== Extract ==

The second part of the first volume sheds light on the field methods and analytical tools. The surveys have been mainly site-oriented, which has been stimulated by a rich pre-existing knowledge base from earlier work on site typology and assemblages by Adamesteanu (73). The focus on sites has also been encouraged by their clear presence as material concentrations against a background of very marginal noise, i.e. offsite materials. The survey areas were established based on the topographical, geological and geomorphological features of the Metapontino excluding the coastal plain which was regarded as being too disturbed by building and agricultural activities, as well as alluvial sedimentation.
Methodologically, archaeological field survey in the Metapontino developed from rather extensive and unsystematic fieldwork to a more intensive and systematic undertaking. Though starting, for example, with subjective criteria for site identification and employing a qualitative sampling strategy at sites, the surveys become organized towards rigorous quantitative spatial sampling in later phases of fieldwork between 1992 and 1999. Effects of post-depositional processes were recognized, offsite material was dealt with, the effects of ground visibility were taken into account and quantitative criteria for establishing site boundaries were introduced. This posed some obvious problems for comparing the results of the various campaigns. For the final analyses presented in these volumes, the decision was made to modify the new data to fit the old data (for which the actual transformation remains unspecified in the chapter). This has some consequences for the comparability of individual site samples. Moreover, for many of the sites, identification criteria for presence, typology and area have been partly based on subjective judgment by fieldworkers, and so the quantitative representativeness of the samples cannot be reliably established, which poses potential problems for comparison of sites within the chora as well as for comparison with data from other projects.

===
== Entries shown ==

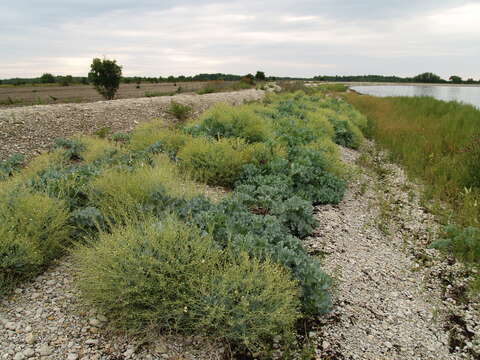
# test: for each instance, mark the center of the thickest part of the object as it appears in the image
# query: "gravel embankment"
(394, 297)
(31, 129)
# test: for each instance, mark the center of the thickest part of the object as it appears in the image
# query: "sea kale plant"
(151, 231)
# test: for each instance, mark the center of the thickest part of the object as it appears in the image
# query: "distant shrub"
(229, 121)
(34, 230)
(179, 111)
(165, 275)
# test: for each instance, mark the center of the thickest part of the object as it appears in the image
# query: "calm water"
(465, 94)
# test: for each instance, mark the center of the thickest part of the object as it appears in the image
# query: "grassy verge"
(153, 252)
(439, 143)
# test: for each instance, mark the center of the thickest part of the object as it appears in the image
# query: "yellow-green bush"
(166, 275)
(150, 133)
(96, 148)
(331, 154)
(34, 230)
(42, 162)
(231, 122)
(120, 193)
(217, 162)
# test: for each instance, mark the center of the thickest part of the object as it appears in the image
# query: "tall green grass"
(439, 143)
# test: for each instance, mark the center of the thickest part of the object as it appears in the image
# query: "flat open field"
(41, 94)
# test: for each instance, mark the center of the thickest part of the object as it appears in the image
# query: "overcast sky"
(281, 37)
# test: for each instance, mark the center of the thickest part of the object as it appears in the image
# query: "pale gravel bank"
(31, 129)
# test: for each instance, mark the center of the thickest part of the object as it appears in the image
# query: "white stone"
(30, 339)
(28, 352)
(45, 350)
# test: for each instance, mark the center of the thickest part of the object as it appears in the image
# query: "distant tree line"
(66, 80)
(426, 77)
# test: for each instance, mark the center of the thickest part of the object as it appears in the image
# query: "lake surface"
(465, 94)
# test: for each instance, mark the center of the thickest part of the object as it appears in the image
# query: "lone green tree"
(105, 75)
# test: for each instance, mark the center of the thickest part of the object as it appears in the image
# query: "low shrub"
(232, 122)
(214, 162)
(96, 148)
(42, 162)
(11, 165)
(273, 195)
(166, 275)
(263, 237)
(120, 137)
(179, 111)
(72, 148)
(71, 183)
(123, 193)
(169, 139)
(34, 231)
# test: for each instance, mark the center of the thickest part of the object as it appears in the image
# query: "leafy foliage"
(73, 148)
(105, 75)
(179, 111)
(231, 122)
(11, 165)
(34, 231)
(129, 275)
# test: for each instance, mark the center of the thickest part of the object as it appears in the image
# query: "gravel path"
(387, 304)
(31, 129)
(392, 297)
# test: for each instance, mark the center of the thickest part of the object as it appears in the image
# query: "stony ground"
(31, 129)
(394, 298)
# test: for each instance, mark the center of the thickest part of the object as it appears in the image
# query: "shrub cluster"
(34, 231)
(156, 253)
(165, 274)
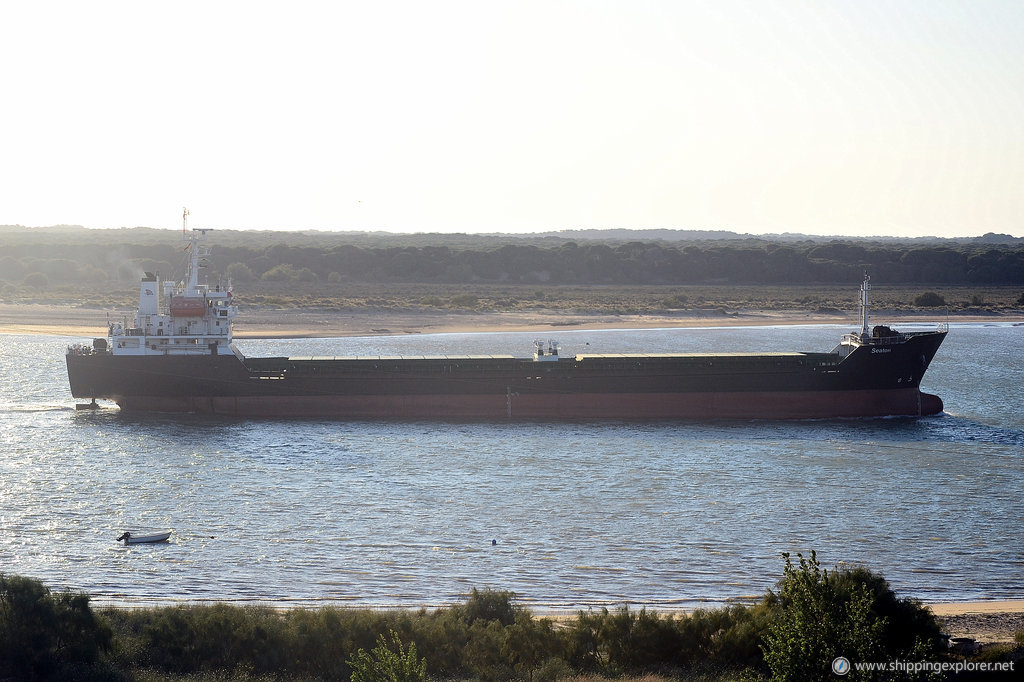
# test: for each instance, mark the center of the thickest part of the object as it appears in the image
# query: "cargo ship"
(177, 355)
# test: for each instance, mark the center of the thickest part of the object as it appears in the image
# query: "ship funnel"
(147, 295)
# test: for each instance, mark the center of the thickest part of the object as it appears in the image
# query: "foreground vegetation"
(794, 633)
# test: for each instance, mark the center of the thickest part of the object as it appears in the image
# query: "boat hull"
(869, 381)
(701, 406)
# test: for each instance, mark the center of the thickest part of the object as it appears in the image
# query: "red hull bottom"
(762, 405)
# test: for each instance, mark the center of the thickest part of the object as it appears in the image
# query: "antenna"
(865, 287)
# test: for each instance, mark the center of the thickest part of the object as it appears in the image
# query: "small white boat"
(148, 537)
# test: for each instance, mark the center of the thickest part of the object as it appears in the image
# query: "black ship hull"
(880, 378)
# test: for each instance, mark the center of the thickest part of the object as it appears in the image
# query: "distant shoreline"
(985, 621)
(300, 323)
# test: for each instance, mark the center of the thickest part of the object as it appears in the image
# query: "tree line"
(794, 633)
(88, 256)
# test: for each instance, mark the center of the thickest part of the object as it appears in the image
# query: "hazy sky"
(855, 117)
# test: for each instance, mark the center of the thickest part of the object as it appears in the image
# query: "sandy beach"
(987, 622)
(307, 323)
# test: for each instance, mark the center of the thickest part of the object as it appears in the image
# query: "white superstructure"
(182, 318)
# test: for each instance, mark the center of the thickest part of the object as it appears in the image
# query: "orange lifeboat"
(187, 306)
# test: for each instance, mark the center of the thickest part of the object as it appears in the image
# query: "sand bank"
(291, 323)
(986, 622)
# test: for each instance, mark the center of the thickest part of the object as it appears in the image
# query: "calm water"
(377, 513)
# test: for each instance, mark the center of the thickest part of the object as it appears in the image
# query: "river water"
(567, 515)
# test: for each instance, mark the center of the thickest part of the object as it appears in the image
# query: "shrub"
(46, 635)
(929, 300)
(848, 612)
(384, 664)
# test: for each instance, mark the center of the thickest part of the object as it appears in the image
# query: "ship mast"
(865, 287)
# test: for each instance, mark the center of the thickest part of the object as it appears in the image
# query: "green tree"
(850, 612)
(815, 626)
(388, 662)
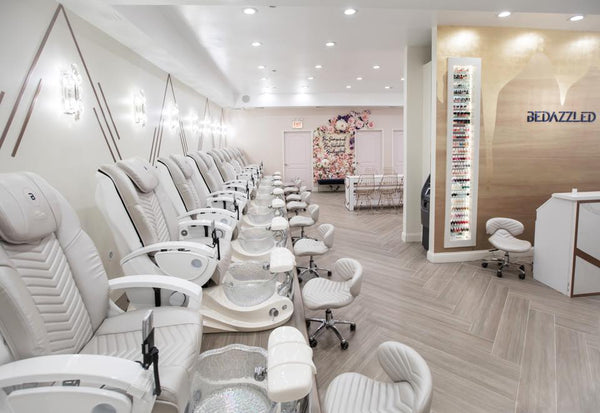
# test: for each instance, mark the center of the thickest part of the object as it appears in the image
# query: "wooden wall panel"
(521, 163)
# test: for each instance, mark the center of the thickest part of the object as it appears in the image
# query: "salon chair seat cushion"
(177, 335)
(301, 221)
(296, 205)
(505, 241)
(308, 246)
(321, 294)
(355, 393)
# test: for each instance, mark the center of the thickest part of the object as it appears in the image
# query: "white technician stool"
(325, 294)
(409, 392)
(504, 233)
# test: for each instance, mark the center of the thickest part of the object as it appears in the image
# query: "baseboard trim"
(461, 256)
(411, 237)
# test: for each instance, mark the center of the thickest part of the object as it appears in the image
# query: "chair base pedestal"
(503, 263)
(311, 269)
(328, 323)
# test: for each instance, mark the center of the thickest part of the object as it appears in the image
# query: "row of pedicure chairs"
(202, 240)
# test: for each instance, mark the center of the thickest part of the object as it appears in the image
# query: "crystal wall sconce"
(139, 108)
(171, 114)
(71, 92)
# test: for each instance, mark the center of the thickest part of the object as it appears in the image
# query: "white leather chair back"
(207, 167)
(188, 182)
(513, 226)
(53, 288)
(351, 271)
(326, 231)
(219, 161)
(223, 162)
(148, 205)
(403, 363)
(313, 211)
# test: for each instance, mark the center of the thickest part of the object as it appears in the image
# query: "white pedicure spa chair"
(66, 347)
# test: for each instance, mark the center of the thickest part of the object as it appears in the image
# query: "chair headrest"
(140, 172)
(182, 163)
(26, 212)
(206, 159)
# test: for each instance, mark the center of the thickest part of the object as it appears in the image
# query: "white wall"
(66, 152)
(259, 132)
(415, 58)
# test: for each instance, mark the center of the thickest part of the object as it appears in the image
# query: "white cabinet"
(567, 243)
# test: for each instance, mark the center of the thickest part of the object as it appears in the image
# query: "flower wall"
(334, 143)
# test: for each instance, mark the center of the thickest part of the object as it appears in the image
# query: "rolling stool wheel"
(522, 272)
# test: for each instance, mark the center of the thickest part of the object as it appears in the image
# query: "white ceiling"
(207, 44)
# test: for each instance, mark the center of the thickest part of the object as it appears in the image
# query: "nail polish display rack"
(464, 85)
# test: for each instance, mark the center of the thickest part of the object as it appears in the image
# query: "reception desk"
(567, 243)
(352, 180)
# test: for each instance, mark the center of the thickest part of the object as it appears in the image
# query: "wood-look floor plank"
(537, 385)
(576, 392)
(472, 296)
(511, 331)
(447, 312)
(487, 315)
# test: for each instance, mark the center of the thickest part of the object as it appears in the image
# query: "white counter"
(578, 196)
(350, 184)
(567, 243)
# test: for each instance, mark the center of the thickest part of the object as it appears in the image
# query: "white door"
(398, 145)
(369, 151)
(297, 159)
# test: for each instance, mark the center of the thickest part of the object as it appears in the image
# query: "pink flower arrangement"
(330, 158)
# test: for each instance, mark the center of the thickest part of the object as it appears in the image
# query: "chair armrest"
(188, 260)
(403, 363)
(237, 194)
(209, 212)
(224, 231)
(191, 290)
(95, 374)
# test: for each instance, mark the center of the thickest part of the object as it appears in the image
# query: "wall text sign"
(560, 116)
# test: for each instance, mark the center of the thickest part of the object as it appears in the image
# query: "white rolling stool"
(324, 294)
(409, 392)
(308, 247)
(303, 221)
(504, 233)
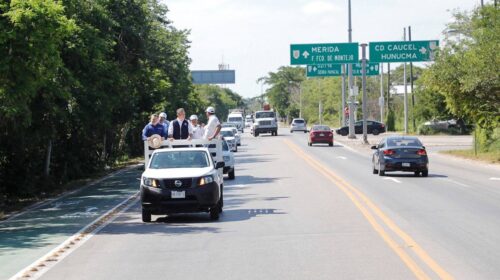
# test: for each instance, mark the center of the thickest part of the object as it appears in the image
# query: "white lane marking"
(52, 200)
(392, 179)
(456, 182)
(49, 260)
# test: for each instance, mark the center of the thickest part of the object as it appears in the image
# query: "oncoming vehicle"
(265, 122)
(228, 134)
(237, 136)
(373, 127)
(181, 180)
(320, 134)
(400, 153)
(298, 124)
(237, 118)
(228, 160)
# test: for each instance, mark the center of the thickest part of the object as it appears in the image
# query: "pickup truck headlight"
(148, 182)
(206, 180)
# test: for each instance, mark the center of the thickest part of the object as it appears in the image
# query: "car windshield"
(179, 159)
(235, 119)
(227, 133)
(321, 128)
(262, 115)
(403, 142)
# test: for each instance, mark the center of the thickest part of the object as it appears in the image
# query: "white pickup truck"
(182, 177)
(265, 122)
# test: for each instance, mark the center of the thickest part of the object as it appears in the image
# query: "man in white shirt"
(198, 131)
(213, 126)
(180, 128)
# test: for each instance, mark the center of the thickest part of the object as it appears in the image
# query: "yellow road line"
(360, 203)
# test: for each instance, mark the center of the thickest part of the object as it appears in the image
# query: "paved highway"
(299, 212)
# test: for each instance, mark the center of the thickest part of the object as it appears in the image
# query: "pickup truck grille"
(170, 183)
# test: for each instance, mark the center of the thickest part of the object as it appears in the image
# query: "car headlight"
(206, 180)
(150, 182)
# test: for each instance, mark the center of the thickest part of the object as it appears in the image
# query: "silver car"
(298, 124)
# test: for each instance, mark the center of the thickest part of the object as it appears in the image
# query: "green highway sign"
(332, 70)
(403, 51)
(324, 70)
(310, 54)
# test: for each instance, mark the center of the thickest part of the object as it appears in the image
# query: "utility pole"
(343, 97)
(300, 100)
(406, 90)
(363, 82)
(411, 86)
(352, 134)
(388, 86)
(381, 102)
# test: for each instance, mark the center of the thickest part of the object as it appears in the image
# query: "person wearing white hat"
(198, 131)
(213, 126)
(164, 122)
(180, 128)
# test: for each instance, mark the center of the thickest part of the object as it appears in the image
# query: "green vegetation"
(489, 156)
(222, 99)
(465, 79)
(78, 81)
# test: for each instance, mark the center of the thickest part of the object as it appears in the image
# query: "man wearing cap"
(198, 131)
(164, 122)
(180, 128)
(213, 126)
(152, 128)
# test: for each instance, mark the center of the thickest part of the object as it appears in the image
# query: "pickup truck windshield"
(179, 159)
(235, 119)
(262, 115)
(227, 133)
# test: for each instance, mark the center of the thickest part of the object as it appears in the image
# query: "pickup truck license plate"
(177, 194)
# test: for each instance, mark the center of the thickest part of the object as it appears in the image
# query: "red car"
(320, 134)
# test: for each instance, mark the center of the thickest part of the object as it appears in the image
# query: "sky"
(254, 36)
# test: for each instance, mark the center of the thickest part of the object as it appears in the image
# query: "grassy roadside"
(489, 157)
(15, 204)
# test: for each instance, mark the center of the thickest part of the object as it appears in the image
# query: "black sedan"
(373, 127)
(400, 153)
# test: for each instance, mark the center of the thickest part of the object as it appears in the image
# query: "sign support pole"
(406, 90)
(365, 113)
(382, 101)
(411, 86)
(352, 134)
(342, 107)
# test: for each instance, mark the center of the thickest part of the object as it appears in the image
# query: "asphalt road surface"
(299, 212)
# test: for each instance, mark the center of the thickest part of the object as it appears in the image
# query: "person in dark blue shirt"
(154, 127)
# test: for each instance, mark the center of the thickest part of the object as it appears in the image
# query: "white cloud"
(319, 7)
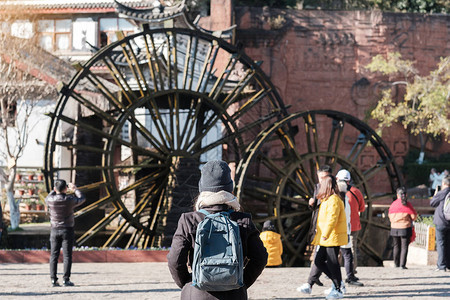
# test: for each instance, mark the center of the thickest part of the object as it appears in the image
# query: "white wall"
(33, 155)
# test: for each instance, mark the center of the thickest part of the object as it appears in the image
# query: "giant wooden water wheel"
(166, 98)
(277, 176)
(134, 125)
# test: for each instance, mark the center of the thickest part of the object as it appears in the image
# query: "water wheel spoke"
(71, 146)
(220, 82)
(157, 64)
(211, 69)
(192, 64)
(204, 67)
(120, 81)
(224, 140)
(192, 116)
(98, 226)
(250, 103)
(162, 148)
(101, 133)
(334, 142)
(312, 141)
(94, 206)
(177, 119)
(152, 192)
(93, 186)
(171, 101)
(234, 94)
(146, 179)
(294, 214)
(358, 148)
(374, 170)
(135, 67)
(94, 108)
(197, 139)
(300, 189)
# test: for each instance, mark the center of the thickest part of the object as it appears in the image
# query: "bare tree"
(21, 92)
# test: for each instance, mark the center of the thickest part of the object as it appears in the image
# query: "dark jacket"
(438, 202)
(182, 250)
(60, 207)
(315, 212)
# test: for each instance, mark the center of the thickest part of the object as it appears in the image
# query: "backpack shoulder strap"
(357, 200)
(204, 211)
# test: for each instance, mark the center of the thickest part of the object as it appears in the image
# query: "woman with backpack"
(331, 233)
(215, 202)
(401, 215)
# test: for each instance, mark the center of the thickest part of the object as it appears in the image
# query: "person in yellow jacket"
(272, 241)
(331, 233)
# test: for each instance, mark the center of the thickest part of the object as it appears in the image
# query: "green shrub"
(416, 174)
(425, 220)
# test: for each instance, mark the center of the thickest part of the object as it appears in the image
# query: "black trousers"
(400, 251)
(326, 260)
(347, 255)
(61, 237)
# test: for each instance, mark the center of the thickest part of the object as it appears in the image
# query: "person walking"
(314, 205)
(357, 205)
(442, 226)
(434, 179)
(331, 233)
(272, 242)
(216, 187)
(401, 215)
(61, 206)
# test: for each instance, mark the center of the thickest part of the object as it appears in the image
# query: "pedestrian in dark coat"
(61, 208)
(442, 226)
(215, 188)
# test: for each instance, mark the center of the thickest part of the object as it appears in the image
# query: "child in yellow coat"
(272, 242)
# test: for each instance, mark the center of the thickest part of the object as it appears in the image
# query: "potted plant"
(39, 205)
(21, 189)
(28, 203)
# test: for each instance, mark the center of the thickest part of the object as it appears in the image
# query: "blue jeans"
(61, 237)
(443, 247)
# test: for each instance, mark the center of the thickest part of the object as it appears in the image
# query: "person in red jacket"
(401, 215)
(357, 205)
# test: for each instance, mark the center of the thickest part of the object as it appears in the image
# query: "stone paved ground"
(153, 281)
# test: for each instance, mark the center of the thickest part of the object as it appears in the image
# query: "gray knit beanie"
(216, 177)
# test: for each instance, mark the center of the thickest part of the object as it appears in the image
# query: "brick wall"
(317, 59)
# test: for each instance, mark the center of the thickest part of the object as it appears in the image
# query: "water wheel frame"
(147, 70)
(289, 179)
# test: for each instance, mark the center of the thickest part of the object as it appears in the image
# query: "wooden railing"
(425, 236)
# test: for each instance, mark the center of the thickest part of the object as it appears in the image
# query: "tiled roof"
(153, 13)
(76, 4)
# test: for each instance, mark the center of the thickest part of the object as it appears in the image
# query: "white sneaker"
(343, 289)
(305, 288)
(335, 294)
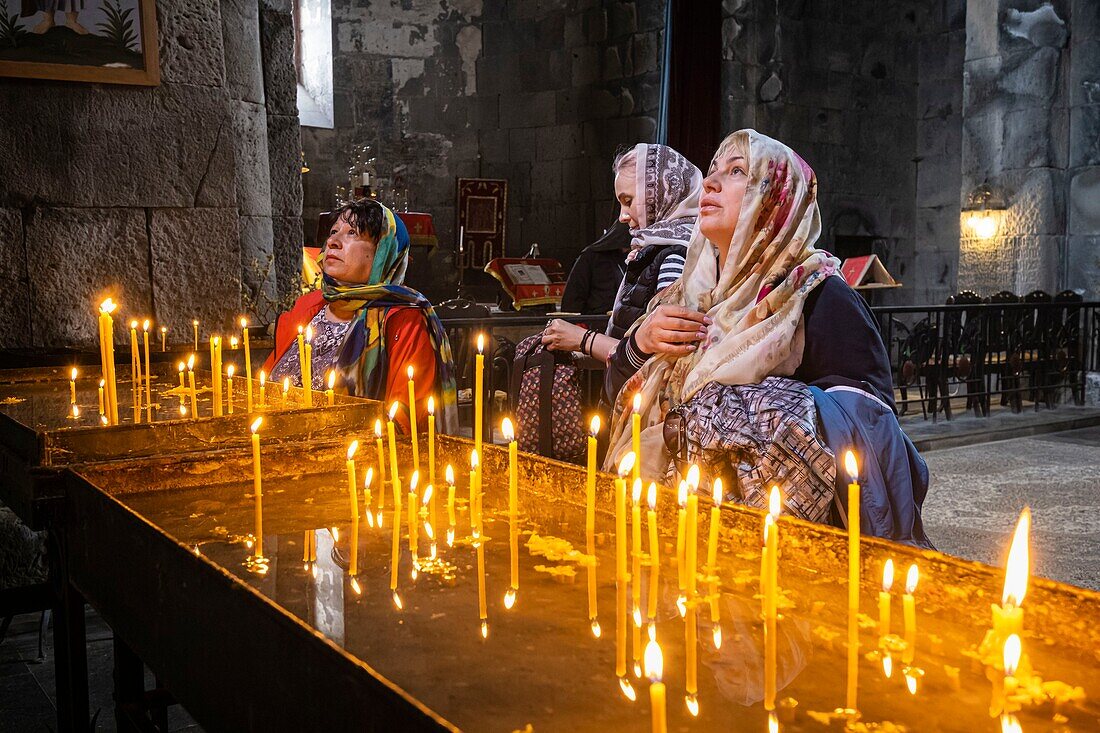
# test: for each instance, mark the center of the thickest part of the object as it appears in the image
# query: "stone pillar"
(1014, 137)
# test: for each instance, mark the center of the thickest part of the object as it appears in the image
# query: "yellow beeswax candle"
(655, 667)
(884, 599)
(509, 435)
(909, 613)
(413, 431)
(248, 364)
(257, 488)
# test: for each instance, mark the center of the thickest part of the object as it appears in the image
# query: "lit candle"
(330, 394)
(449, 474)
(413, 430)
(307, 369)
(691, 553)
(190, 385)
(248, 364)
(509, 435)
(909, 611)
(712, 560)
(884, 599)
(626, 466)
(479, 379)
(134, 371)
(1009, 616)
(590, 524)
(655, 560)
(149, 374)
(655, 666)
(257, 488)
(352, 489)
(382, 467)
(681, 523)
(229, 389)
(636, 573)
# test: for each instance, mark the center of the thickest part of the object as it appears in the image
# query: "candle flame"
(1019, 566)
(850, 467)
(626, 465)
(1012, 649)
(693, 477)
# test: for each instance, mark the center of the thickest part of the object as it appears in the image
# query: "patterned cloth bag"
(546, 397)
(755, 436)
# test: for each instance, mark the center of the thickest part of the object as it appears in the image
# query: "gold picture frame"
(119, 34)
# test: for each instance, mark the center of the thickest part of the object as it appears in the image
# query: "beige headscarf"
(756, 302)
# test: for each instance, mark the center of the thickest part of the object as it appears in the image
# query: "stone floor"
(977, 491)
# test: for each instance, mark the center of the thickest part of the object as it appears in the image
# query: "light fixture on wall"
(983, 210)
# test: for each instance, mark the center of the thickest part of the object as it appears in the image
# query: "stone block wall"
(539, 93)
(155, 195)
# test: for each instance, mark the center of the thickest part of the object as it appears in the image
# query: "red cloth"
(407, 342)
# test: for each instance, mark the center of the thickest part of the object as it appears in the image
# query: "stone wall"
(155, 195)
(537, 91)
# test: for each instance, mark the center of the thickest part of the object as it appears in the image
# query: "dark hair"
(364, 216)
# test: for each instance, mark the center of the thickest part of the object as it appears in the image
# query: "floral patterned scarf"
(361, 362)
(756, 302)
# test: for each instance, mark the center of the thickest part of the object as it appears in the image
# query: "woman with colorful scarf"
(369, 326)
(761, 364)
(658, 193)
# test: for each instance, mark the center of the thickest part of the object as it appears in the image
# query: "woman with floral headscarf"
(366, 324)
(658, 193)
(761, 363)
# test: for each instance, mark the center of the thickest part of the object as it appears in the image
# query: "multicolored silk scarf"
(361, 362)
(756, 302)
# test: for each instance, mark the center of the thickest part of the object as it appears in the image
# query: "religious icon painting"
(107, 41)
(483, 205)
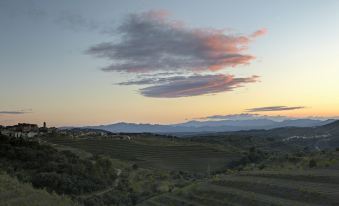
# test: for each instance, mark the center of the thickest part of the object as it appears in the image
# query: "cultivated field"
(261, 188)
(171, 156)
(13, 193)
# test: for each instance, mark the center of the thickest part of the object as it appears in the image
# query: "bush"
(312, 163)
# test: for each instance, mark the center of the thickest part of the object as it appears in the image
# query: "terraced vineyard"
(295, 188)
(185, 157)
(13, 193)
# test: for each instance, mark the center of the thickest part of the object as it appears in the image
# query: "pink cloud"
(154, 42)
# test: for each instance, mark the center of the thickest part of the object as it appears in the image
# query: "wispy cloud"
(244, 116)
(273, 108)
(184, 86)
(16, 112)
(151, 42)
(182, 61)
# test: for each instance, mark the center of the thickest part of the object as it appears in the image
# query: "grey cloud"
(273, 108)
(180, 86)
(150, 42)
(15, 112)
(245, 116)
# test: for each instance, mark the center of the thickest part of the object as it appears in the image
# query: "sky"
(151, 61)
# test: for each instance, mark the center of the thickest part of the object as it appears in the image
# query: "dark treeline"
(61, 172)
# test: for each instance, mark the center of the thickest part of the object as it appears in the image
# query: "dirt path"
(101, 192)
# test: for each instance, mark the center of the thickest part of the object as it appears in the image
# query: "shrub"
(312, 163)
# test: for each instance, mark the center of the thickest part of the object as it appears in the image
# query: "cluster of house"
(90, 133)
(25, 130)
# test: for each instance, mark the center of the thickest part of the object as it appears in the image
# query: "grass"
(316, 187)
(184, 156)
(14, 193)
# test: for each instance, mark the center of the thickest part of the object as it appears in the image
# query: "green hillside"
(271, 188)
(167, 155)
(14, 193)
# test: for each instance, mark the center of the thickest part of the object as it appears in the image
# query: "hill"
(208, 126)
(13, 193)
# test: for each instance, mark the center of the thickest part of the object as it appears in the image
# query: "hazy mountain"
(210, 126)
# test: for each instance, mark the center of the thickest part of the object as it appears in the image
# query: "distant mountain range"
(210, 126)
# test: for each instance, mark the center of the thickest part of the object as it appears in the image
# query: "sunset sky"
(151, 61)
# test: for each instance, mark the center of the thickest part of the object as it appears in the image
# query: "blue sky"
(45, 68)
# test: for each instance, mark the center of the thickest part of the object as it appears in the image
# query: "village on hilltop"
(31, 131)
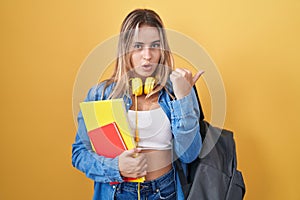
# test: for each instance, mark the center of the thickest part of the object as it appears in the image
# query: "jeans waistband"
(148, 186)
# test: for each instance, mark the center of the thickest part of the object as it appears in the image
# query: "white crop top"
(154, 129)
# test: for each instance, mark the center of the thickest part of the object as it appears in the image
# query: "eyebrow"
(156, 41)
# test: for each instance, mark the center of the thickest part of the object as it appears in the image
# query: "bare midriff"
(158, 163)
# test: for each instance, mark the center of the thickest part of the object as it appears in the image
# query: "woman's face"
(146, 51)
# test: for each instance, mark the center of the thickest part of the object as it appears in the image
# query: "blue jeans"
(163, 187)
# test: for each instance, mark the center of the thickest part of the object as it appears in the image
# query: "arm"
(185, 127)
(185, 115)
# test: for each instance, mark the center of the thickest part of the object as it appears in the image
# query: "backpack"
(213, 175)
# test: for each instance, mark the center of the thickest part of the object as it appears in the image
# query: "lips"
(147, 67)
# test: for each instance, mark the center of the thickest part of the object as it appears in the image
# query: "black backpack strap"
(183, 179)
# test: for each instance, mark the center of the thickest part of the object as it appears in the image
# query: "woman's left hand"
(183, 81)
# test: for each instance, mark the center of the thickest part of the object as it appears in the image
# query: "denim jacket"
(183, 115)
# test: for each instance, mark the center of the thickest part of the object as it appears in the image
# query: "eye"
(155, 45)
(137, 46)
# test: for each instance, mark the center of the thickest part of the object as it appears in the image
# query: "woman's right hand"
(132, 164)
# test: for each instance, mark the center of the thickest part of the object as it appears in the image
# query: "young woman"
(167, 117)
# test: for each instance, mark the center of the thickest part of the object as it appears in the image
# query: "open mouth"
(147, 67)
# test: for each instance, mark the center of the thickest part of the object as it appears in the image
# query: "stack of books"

===

Copy verbatim the part of the survey passage from "The second part" to "as alluvial sedimentation.". The lines above are separate material and have no connection to the survey passage.

The second part of the first volume sheds light on the field methods and analytical tools. The surveys have been mainly site-oriented, which has been stimulated by a rich pre-existing knowledge base from earlier work on site typology and assemblages by Adamesteanu (73). The focus on sites has also been encouraged by their clear presence as material concentrations against a background of very marginal noise, i.e. offsite materials. The survey areas were established based on the topographical, geological and geomorphological features of the Metapontino excluding the coastal plain which was regarded as being too disturbed by building and agricultural activities, as well as alluvial sedimentation.